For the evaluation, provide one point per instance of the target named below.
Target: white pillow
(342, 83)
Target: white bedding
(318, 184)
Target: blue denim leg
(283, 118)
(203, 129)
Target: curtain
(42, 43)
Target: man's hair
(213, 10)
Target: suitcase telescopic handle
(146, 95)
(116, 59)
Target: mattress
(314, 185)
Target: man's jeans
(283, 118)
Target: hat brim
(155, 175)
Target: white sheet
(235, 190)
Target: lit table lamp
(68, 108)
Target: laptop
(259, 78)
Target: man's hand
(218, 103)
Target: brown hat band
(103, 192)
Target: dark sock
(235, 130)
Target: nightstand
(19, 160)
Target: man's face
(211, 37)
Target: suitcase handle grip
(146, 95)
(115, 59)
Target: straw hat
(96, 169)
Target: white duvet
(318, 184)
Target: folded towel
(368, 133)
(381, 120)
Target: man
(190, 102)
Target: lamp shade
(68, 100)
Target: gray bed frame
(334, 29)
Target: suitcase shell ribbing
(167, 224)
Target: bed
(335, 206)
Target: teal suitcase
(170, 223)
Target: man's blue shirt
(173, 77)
○ ○ ○
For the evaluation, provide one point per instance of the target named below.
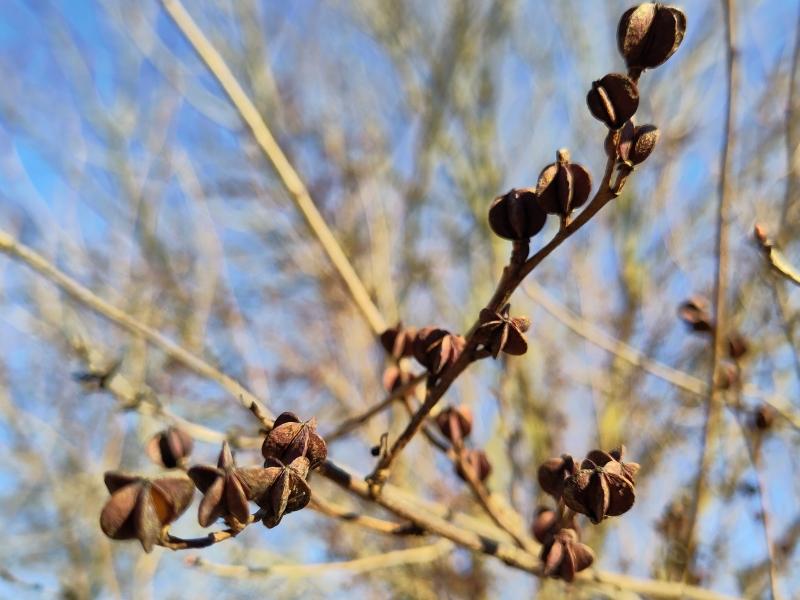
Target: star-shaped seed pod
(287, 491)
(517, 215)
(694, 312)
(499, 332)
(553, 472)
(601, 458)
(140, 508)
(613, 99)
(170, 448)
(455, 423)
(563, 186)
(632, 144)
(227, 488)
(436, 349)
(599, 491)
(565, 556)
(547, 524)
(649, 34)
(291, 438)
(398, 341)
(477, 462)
○ ○ ○
Instructions to follow:
How many lines in the data above contain the string "blue", with case counting? Reply with the number only.

Exercise answer:
2